### Task details
Copy out all the entries below, word for word.

### Provided information
BEGIN
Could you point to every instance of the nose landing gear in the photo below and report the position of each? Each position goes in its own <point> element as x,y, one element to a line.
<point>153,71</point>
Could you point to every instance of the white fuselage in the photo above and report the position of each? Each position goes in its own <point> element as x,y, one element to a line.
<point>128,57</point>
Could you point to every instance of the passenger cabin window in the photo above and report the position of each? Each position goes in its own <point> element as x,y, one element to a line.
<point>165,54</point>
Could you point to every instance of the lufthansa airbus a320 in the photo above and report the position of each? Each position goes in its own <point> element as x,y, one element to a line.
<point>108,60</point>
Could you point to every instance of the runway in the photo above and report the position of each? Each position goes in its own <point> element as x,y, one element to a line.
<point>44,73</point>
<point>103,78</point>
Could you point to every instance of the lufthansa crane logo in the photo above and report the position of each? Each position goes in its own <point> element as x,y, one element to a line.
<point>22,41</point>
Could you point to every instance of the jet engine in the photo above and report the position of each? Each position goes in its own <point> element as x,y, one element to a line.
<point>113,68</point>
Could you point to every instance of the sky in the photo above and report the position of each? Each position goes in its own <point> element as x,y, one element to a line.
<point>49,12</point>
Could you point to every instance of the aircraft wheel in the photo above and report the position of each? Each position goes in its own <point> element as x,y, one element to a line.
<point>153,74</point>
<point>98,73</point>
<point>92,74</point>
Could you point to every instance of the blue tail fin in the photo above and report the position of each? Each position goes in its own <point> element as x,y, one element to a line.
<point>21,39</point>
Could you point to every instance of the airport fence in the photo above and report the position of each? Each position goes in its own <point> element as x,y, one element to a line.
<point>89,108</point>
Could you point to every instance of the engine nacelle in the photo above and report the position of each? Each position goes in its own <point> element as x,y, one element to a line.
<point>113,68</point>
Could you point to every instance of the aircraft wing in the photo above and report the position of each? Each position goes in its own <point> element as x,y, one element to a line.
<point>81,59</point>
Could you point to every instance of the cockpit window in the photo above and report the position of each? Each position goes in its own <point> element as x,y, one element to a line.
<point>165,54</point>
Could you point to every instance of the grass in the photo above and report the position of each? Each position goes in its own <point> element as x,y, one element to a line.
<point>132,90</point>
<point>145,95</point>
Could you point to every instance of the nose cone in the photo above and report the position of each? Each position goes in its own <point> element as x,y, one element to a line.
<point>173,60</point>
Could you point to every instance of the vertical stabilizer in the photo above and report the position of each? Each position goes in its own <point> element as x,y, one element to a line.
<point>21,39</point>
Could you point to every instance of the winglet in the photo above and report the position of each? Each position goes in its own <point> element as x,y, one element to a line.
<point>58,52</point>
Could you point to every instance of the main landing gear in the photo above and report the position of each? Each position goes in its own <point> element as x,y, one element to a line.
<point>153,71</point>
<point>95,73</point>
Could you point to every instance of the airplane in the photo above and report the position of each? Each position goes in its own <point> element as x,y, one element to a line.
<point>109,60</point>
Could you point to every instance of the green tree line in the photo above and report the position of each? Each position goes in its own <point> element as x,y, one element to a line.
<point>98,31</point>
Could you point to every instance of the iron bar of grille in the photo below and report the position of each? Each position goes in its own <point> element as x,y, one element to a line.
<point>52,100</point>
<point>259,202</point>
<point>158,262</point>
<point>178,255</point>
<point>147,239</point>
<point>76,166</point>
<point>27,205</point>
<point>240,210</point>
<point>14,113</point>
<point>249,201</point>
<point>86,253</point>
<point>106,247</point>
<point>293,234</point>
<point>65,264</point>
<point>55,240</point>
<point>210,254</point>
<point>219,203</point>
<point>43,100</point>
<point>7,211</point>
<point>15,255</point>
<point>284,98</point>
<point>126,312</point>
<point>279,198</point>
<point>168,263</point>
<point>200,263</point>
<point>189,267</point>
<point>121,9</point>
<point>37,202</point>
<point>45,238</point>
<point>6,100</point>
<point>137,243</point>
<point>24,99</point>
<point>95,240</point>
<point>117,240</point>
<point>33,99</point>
END
### Result of the exercise
Could you point to every instance of the nose landing gear in the photo below and report the position of each? Each position goes in its own <point> element as x,y, one element to a line.
<point>153,71</point>
Could you point to every instance of the white fuselage in the photo above and report the position of each? Each position goes in its own <point> element as x,y, one element to a line.
<point>128,57</point>
Could you point to every instance of the passenger cabin window in the photo above and report the position of each? Each position goes in its own <point> element as x,y, one element to a line.
<point>165,54</point>
Could you point to every instance of the lufthansa airbus a320 in the photo above and report the position of each? Each position goes in its own <point> element as x,y, one element to a line.
<point>108,60</point>
Could you point to every instance of the runway in the photo above and report the position of each? Each position goes in its own <point> element as x,y, one element to a line.
<point>44,73</point>
<point>103,78</point>
Could you point to every instance of the lufthansa crane logo in the photo above and report the position of each? Each position goes in its own <point> element as x,y, one element to a line.
<point>22,41</point>
Could you point to every instance of the jet engine in the photo above and report the position of each? Each position goes in its own <point> element as x,y, one element to a line.
<point>113,68</point>
Could you point to every instance of the sky in the photo above and report the position of each? Each position goes in its own <point> element as x,y, one element to a line.
<point>49,12</point>
Could you point to every instance of the aircraft wheel in the photo above and report the position of each? Each position goes in its own <point> element as x,y, one element to a line.
<point>153,74</point>
<point>98,73</point>
<point>92,74</point>
Could you point to every instance of the blue tail fin in the photo above and report the position of each? Each position goes in its own <point> element as x,y, one element to a line.
<point>21,39</point>
Could you point to every instance of the airport fence in the photo above and report the position of each? Each position goes in its own <point> element as x,y, one element to a line.
<point>89,108</point>
Could you point to every instance of the engine nacelle in the photo above and report the position of each? Each position goes in its own <point> element as x,y, one element to a line.
<point>113,68</point>
Could you point to every instance of the aircraft wing in the photo above and report the position of each? Each position goes in its own <point> element as x,y, one element to a line.
<point>81,59</point>
Could you point to every instance of the cockpit window in the photo above and report the position of each? Each position goes in its own <point> element as x,y, one element to a line.
<point>165,54</point>
Could you point to every instance of the grass in the photo above and report the position of each? Each position goes in its own <point> element as x,y, one element to a line.
<point>132,90</point>
<point>145,95</point>
Could you point to every instance of the nose cone in the photo above and report the position of each? Each position goes in its own <point> element as x,y, one element to a line.
<point>173,60</point>
Could you point to every instance of the vertical stabilizer in the photo above and report the position of each? Each position goes in its own <point> element as x,y, one element to a line.
<point>21,39</point>
Could you point to every instance of the winglet in the photo above and report the position of each? Each position goes in its own <point> element as x,y, one element to a line.
<point>58,52</point>
Could you point to every instance of the main landing gear in the photo above and report the position of each? Each position goes in its own <point> element as x,y, one element to a line.
<point>153,71</point>
<point>95,73</point>
Could you point to every instance of the airplane in the photo above and report the position of each? Each position goes in its own <point> element as x,y, one element to a line.
<point>109,60</point>
Could you point to every instance of the green tree line in the photo above and report the position of each? Each position goes in its own <point> element as x,y, one element to a line.
<point>98,31</point>
Could you point to every instance of the iron bar of grille in the photo below and report the position of each? Each position goes in its own <point> element as x,y, one element to a line.
<point>52,100</point>
<point>259,202</point>
<point>158,262</point>
<point>178,255</point>
<point>147,239</point>
<point>76,166</point>
<point>27,205</point>
<point>240,210</point>
<point>14,113</point>
<point>249,201</point>
<point>86,253</point>
<point>106,247</point>
<point>293,234</point>
<point>65,264</point>
<point>55,240</point>
<point>210,254</point>
<point>219,203</point>
<point>43,100</point>
<point>7,211</point>
<point>15,255</point>
<point>284,98</point>
<point>126,312</point>
<point>279,198</point>
<point>168,263</point>
<point>200,263</point>
<point>189,267</point>
<point>121,9</point>
<point>37,202</point>
<point>45,238</point>
<point>6,100</point>
<point>137,243</point>
<point>24,99</point>
<point>95,240</point>
<point>117,240</point>
<point>33,99</point>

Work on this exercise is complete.